*** Provided records Section Begins ***
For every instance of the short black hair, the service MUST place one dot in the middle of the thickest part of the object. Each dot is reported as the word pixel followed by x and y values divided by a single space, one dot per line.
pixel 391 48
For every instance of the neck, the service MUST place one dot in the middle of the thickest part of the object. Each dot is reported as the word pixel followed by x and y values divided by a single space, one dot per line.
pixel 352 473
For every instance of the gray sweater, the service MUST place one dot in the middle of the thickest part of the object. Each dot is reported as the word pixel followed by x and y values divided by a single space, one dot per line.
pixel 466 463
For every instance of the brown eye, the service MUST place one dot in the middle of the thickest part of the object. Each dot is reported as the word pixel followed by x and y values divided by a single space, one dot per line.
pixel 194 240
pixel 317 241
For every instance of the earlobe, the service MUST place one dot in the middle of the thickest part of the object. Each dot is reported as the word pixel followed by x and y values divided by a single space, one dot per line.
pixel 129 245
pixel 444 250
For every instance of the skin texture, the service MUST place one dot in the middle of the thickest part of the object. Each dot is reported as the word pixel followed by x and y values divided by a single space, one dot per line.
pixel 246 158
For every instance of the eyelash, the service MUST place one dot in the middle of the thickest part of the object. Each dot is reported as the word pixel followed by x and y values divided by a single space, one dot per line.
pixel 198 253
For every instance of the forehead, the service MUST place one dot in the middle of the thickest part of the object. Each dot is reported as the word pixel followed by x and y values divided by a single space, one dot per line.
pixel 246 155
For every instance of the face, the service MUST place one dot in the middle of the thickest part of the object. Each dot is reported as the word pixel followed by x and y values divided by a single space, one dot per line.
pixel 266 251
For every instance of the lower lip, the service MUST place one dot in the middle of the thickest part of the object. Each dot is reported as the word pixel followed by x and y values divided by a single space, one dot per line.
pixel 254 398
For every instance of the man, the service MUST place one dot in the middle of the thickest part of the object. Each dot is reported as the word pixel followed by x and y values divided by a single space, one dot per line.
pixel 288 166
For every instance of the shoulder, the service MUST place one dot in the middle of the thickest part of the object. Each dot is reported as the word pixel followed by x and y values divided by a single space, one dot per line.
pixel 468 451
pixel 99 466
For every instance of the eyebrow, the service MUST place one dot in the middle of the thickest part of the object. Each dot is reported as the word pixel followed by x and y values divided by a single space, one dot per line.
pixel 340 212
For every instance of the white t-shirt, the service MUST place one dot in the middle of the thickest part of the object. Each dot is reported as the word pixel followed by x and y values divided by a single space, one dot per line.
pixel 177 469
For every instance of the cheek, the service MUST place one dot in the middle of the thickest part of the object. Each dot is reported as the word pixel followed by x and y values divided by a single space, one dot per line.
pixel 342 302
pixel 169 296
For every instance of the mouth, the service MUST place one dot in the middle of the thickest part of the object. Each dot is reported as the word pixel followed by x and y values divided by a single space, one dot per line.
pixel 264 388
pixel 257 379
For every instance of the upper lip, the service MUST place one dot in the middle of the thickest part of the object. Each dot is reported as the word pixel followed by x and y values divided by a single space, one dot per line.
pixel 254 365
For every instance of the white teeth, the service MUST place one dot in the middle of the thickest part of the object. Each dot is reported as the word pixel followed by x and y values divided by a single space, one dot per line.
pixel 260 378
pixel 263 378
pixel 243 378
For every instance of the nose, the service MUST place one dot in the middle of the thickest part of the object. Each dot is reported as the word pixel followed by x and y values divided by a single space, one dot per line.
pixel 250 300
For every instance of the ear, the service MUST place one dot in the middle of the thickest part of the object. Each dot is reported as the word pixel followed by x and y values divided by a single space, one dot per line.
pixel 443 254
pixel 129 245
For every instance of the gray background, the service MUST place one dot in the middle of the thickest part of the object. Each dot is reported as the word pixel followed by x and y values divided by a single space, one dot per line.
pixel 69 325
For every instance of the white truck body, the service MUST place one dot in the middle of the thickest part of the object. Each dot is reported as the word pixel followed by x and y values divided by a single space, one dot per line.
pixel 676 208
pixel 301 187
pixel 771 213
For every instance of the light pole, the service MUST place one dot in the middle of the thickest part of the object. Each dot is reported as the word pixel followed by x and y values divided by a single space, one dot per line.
*** Provided records Section Ends ***
Required work :: In your reply, restate every entry exactly.

Completed task ::
For every instance of the short black hair, the service MUST place one dot in the middle of the thickest part of the object. Each dot is reported as the word pixel followed by x and y values divided by a single space, one dot per line.
pixel 391 48
For every instance of the neck, the service MUST place one dot in the middle of the thickest part of the object. Each dot is reported as the word pixel followed by x and y values divided by a single space, one dot per line.
pixel 352 473
For every instance of the gray sweater, the service MUST place one dot in the middle of the thickest part of the object. Each dot is reported as the word pixel followed by x and y values divided by a single space, one dot per line.
pixel 466 463
For every instance of the brown eye, the service MUST place one dot in the middle of the thickest part of the object. Each dot is reported as the word pixel followed by x and y values divided by a single space, one dot per line.
pixel 194 240
pixel 317 241
For every instance of the earlobe, the service MUST place one dot in the middle of the thickest part of the object. Each dot is reported as the word pixel followed by x and y values divided by a single space, one dot per line.
pixel 129 245
pixel 444 250
For every instance of the skin texture, the service MUST place one dot in the middle of the thickest part of the object. Each dot is reported as the word pixel followed by x and y values divided by a single space, one dot per line.
pixel 246 158
For every instance of the eyelash, the service MUST place one dot in the middle of the thickest part of the object. Each dot is reported as the word pixel followed by x and y values divided by a single space, one dot per line.
pixel 198 253
For every instance of the forehead, the service MUST place one dot in the middle of the thickest part of the object. Each dot is reported as the word pixel followed by x and y values divided by a single space, one dot per line.
pixel 246 155
For every instance of the face, the service MUST place one dot in the middle of the thickest part of the object. Each dot is reported as the word pixel followed by x and y values divided by a single space, one dot per line.
pixel 266 251
For every instance of the lower lip, the service MUST place one dot in the middle of the thickest part of the object. Each dot is reported as the word pixel followed by x and y values divided by a single space, one dot per line.
pixel 254 398
For every instance of the man, the service MUST place one dot in the middle of the thickest part of the object. Each dot is reported as the word pixel followed by x and y values divided by a single space, one dot per line.
pixel 288 166
For every instance of the shoulder, the service MUST place one dot in the middle of the thickest part of the object. Each dot is reported as the word pixel followed by x and y values divided by a single space, one dot per line.
pixel 468 451
pixel 99 466
For every instance of the eyebrow, the service MUST place one dot in the middle of the thickest part of the object. Each dot is reported as the word pixel followed by x and y values divided by a single space, one dot per line.
pixel 340 212
For every instance of the white t-shirt, the service MUST place one dot in the middle of the thickest part of the object. Each dot is reported as the word pixel followed by x and y values divided by a single space, one dot per line.
pixel 177 469
For every instance of the cheek, the service MUST place one dot in the middle of the thickest part of the object. Each dot is reported as the word pixel followed by x and y values divided by a single space, one dot per line.
pixel 342 302
pixel 169 296
For every instance of the mouth, the service MUST place one dot in the middle of the thickest part of the object. Each dot is reported as the word pixel followed by x and y values divided by a single space, one dot per line.
pixel 264 388
pixel 257 379
For every instance of the upper lip, the service MUST place one dot in the middle of the thickest part of the object. Each dot is reported as the word pixel followed by x and y values divided by a single space, one dot per line.
pixel 254 365
For every instance of the white teeth, the service MUST place one dot in the middle of the thickest part of the object. Each dot is reported as the word pixel followed by x and y values divided by a single space, one dot per line.
pixel 260 378
pixel 263 378
pixel 243 378
For every instance of the nose, the service MUST place one dot in the middle of the thickest part of the object. Each dot is reported as the word pixel followed by x and y values divided by a single space, one dot per line.
pixel 250 300
For every instance of the ear, the service MUST place one dot in the middle of the thickest part of the object. Each dot is reported as the word pixel followed by x and y values divided by a single space, one dot per line.
pixel 443 254
pixel 129 245
For every instance of the gray background, the service MUST place one dot in the middle of the thickest part of the object. Each dot is reported as the word pixel followed by x and y values divided by a single space, one dot per line.
pixel 69 325
For every instance of the white truck body, the service MUST place one dot in the middle of the thickest part of the object. Each dot is reported as the word pixel followed by x and y values divided by a single space, one dot per line.
pixel 676 208
pixel 301 187
pixel 771 213
For every instance of the light pole, the service MUST place one dot in the middle of the thickest part of the object. Each dot is reported as the word pixel followed by x and y values divided by a single space, one dot per line.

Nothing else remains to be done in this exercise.